**Your objective**
Count the lines in the rows below that contain the string "fish", matching case exactly, and give only the number.

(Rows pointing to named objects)
☆ ☆ ☆ ☆ ☆ ☆ ☆
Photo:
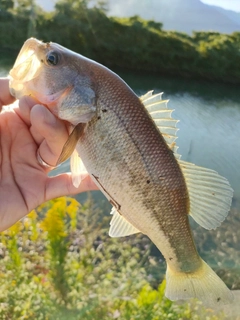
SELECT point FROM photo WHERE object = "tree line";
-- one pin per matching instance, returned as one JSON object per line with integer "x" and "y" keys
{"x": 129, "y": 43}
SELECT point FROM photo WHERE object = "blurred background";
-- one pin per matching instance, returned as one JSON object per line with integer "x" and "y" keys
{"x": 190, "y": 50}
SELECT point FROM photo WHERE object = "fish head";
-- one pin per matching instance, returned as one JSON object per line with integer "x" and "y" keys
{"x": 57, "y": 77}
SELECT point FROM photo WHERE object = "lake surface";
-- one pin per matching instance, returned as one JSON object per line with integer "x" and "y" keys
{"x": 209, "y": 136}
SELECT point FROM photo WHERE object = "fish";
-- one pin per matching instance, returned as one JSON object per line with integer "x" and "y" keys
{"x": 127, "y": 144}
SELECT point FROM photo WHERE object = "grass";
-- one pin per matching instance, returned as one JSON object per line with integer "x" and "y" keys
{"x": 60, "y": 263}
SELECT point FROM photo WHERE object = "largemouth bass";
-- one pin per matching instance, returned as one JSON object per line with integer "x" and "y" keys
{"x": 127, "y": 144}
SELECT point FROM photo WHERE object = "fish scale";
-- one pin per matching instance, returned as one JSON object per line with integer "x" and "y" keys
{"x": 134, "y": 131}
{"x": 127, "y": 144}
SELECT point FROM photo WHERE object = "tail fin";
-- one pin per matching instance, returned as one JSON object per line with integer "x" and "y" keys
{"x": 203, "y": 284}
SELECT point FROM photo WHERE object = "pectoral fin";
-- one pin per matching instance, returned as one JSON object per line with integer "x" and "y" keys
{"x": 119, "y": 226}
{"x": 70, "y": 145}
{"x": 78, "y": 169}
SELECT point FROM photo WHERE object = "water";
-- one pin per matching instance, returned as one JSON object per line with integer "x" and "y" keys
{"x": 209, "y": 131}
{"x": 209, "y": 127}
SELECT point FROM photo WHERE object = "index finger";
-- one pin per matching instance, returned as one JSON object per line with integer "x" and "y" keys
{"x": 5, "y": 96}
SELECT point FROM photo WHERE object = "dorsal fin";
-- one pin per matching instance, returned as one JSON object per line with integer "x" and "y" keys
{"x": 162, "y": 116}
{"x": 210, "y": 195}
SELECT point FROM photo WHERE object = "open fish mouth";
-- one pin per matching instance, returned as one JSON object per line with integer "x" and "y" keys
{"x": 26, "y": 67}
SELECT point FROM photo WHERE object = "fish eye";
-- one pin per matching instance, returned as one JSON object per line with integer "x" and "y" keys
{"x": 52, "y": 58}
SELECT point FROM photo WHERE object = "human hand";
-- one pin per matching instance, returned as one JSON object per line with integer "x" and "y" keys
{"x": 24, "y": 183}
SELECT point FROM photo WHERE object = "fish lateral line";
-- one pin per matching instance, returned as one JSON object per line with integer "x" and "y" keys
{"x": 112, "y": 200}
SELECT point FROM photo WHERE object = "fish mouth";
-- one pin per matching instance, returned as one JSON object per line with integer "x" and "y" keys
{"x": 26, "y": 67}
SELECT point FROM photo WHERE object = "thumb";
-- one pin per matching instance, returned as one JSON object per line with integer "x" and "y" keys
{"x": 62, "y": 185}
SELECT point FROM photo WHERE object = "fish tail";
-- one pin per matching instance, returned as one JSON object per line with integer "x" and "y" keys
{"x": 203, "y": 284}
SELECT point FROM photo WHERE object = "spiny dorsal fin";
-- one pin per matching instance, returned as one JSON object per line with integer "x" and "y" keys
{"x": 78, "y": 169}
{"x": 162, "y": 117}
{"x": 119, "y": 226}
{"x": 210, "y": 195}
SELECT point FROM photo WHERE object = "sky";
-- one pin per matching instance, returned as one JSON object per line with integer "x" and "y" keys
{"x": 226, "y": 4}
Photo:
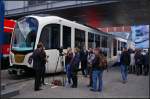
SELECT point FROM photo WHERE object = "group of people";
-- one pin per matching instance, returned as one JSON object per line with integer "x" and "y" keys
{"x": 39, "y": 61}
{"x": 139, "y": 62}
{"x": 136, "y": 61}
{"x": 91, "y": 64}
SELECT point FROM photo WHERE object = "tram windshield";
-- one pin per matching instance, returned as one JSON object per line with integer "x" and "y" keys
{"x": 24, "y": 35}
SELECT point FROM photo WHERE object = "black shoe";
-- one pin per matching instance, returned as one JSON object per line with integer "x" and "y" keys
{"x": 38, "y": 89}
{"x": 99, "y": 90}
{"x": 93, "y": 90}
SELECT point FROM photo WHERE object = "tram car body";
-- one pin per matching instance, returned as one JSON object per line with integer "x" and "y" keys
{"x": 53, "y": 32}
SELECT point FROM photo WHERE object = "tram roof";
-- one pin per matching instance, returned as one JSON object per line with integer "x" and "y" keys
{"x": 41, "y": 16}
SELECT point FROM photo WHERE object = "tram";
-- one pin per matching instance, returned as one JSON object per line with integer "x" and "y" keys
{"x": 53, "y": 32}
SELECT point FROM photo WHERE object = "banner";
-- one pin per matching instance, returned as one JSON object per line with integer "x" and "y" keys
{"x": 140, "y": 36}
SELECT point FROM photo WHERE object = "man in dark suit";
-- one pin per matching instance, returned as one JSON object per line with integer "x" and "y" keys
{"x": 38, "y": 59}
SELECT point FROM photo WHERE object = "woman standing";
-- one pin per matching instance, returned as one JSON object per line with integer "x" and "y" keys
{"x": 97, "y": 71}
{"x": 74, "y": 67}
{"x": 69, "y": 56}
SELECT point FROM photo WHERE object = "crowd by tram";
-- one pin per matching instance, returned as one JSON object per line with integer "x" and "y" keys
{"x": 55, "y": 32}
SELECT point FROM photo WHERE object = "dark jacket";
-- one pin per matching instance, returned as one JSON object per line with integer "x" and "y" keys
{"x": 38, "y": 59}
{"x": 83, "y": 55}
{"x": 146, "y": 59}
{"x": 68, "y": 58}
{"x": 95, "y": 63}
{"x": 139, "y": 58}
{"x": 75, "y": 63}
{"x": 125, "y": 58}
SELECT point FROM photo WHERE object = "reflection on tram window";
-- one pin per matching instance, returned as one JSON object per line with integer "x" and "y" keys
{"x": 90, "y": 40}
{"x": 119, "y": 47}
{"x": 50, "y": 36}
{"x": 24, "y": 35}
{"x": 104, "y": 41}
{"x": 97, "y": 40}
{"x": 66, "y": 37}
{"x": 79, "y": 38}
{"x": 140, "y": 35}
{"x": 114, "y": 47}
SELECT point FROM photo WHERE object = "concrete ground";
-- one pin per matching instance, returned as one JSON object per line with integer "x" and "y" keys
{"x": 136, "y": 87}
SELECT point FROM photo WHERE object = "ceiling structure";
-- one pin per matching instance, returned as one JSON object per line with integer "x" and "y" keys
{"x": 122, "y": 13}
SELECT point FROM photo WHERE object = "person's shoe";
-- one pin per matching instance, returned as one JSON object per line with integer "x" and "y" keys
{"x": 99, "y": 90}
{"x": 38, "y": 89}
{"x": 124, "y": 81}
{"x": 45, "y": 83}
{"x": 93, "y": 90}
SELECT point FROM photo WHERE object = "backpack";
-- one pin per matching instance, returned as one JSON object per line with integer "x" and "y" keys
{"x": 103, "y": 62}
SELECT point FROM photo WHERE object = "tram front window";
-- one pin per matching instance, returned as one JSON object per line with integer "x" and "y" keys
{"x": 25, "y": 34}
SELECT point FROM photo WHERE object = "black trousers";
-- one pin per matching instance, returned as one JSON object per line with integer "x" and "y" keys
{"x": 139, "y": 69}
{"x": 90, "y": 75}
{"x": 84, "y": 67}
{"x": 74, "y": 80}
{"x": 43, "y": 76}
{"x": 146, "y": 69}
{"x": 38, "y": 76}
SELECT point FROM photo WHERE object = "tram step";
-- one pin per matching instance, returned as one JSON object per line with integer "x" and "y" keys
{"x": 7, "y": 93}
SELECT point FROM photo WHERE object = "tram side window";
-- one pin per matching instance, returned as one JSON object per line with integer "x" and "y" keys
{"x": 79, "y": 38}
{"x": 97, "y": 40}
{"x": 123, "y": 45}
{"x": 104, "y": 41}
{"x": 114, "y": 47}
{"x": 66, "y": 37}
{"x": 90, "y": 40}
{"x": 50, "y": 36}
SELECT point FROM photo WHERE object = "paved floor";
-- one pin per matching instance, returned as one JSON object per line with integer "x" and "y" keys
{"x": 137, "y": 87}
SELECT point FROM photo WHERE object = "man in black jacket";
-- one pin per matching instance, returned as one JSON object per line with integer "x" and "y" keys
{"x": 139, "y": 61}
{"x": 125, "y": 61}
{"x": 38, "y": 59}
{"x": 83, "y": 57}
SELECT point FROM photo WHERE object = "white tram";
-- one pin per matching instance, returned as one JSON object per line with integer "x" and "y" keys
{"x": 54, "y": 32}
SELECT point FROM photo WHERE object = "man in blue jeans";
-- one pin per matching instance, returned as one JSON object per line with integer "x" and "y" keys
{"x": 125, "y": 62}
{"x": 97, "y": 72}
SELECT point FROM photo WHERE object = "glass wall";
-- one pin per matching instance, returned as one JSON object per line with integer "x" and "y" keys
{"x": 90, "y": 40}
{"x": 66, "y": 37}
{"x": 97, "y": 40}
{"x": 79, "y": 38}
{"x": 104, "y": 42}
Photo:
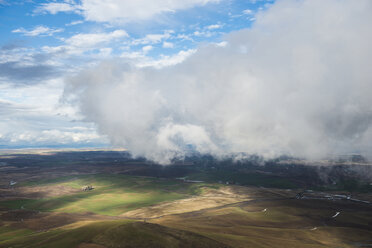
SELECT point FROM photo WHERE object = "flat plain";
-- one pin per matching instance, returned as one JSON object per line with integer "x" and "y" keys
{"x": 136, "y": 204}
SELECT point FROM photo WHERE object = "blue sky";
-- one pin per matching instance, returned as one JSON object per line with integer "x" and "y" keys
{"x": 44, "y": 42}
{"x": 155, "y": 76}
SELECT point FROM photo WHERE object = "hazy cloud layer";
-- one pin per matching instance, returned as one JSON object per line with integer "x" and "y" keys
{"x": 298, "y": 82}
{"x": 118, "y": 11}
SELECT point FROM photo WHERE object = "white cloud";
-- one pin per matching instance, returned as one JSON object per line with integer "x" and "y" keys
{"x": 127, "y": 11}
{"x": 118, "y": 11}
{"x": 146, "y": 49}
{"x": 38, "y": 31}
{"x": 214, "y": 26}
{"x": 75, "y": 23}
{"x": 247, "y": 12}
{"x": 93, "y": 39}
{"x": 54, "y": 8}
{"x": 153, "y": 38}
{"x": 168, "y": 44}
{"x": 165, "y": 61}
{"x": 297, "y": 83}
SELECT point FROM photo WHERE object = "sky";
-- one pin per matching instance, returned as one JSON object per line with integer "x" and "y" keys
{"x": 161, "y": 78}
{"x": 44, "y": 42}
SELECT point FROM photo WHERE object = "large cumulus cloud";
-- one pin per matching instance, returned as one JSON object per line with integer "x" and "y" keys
☆ ☆ ☆ ☆ ☆ ☆ ☆
**Exercise response**
8